### What to produce
Copy every item below word for word, omitting the pictures.
# start of Record set
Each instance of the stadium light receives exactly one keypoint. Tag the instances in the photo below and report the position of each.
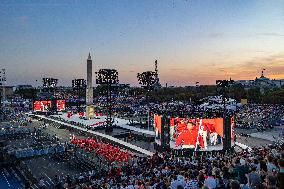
(108, 77)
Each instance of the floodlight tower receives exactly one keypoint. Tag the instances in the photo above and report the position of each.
(89, 89)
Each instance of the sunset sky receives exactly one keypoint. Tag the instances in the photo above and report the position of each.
(193, 40)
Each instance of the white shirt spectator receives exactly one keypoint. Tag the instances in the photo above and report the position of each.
(210, 182)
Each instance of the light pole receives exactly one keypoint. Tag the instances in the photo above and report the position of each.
(108, 77)
(147, 80)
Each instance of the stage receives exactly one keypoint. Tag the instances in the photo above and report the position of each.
(108, 137)
(118, 122)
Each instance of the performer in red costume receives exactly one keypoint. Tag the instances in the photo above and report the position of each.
(189, 137)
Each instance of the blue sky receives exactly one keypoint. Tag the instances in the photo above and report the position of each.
(193, 40)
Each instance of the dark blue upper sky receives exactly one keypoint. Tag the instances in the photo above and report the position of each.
(193, 40)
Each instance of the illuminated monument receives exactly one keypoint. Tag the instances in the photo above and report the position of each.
(89, 90)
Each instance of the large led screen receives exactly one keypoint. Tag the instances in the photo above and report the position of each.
(197, 134)
(60, 104)
(42, 105)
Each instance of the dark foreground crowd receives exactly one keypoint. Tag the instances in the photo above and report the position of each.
(260, 168)
(260, 117)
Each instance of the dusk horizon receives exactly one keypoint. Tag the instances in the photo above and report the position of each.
(193, 41)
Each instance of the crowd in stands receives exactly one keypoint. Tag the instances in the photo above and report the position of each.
(260, 168)
(260, 117)
(105, 150)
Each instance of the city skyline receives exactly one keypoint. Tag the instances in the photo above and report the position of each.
(192, 40)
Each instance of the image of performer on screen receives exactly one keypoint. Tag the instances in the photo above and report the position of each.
(203, 132)
(189, 136)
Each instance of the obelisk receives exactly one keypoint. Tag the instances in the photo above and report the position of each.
(89, 90)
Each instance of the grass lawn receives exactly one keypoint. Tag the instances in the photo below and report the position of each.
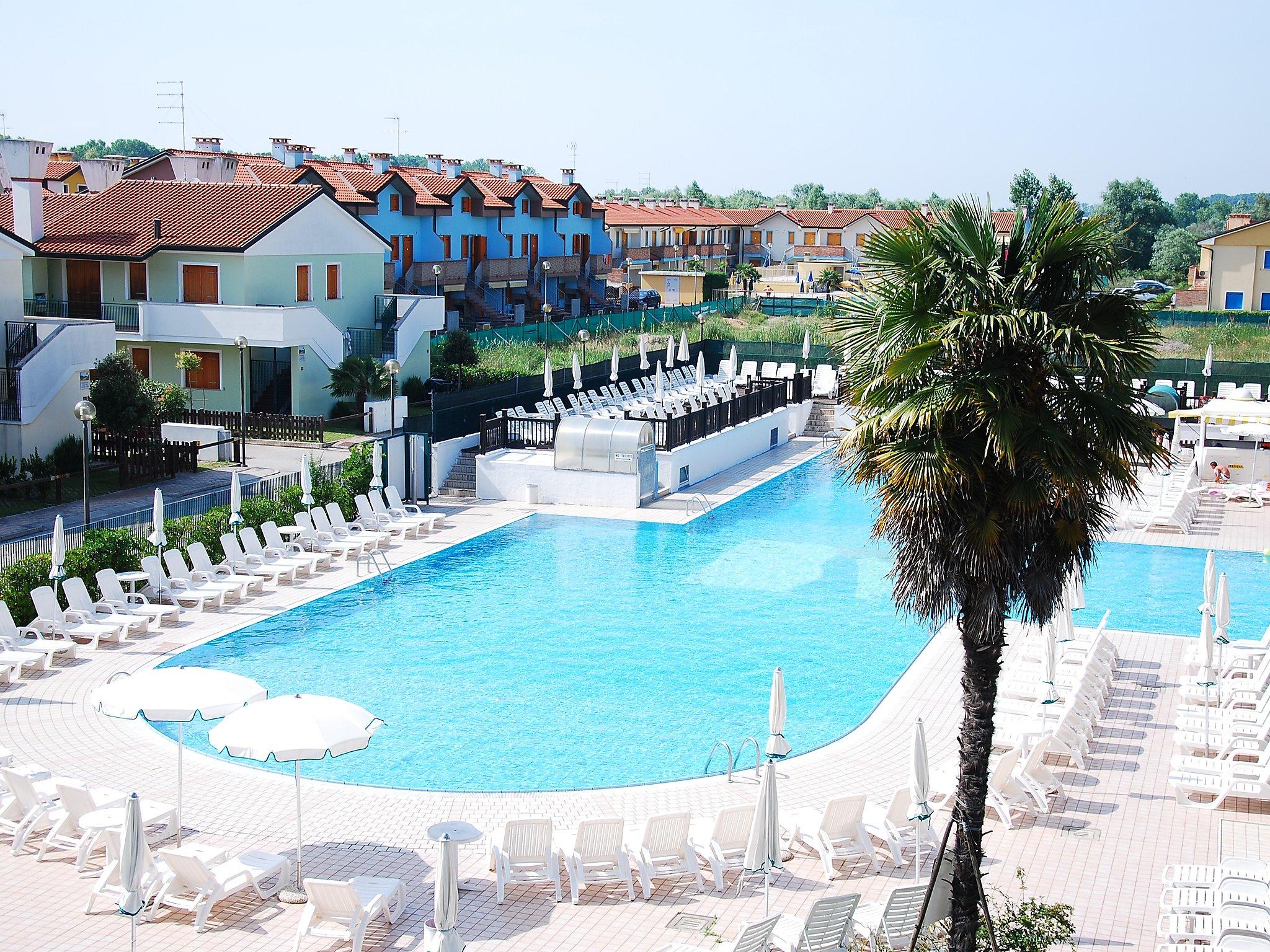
(1231, 342)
# end of Record set
### In response
Each instance of the stadium light receives exactly one keypoint. Tag the instances in the photo below and report the position of each.
(108, 77)
Each instance of the floodlight tower receives exactly one keypoint. Tag the instances in the photo above and report the position of each.
(89, 89)
Each instance of the sunset sky receives exactly one keypoint. Tag the instances in the photo above and report the position of each.
(193, 40)
Each instance of the white shirt spectator receives exactly one keypoint. Tag the instances in the photo above and report the position of each.
(210, 182)
Each instance of the light pole receives exactly one keypoint. Tag the instances in the photo above and report the position of each.
(108, 77)
(147, 80)
Each instance of the stage receives exactly one keypoint. Tag the instances in the photo above and report the position of each.
(108, 137)
(118, 122)
Each instance of the performer in red costume receives exactly one keypoint. Tag the instances in the photo above and report the position of each.
(189, 137)
Each instance of the blue sky receives exactly one keypoint. Tag the instances in the photo above and report the position of each.
(193, 40)
Each instance of the dark blue upper sky receives exactly one keypoint. Tag the instances in the photo above and report the position of each.
(193, 40)
Each instance of the illuminated monument receives exactly one keypoint. Tag the instances in the photo above and report the position of each.
(89, 90)
Each instance of the large led screen receives exactly one keypoint. Tag the instances in the photo above and report the position of each.
(197, 134)
(60, 104)
(42, 105)
Each instance of the dark foreground crowd receives exactly one keypoint. Tag the instances in the photo above and report the position of each.
(260, 168)
(260, 117)
Each instance of the dusk horizon receives exactly one keypoint. Tag the instances in the photo above and report the position of each.
(193, 41)
Each instance of the crowd in stands receives exactly one keypoint. Tag the instances in the photo above and report the position of each.
(260, 168)
(260, 117)
(105, 150)
Each instance of the city skyline receives exactly one keypoint. Tag the instances in the photo above and report the position of each.
(192, 40)
Each instance of the image of performer on screen receives exactly one keypoint. Tag the instances in the photo above and report the position of each.
(203, 132)
(189, 136)
Each instance of the obelisk receives exactly one keypoint. Tag the instances in the photo above and report the position of each.
(89, 90)
Each instance of the grass lawn receives exactly one keypoint. Tag the instances in the photo below and report the position of each.
(1231, 342)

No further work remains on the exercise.